(WHAT IS ASKED)
Identify each line in the text below that contains the word "output", and copy those lines.

(EXTRACTED RECORDS)

▬▬▬▬▬▬▬▬▬▬

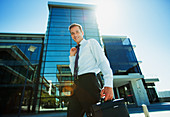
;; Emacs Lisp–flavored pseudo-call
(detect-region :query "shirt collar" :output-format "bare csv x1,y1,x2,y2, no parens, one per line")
79,39,86,46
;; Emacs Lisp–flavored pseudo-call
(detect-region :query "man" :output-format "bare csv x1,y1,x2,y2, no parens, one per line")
67,23,113,117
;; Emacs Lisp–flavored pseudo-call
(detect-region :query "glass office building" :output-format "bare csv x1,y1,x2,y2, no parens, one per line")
0,33,44,114
41,2,102,108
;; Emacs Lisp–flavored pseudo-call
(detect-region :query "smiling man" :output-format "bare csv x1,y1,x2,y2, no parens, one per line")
67,23,113,117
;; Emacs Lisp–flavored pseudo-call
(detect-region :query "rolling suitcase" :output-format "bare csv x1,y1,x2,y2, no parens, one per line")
92,99,130,117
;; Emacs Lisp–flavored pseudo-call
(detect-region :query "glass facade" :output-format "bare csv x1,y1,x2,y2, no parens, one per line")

▬▬▬▬▬▬▬▬▬▬

(RESPONSE TO THE EXERCISE)
(detect-region :query "shirt collar" :output-format "bare csv x1,y1,x2,y2, no parens, one per line")
(detect-region :query "man" :output-format "bare csv x1,y1,x2,y2, no parens, one per line")
(detect-region :query "glass office building" :output-format "bare csv x1,y1,x2,y2, no parens, one per line")
(detect-region :query "smiling man" :output-format "bare csv x1,y1,x2,y2, no parens, one per line")
(detect-region :query "rolling suitcase" :output-format "bare csv x1,y1,x2,y2, no parens, one per line")
(detect-region :query "glass facade" :output-format "bare csv x1,y1,x2,y2, no parens, one per line")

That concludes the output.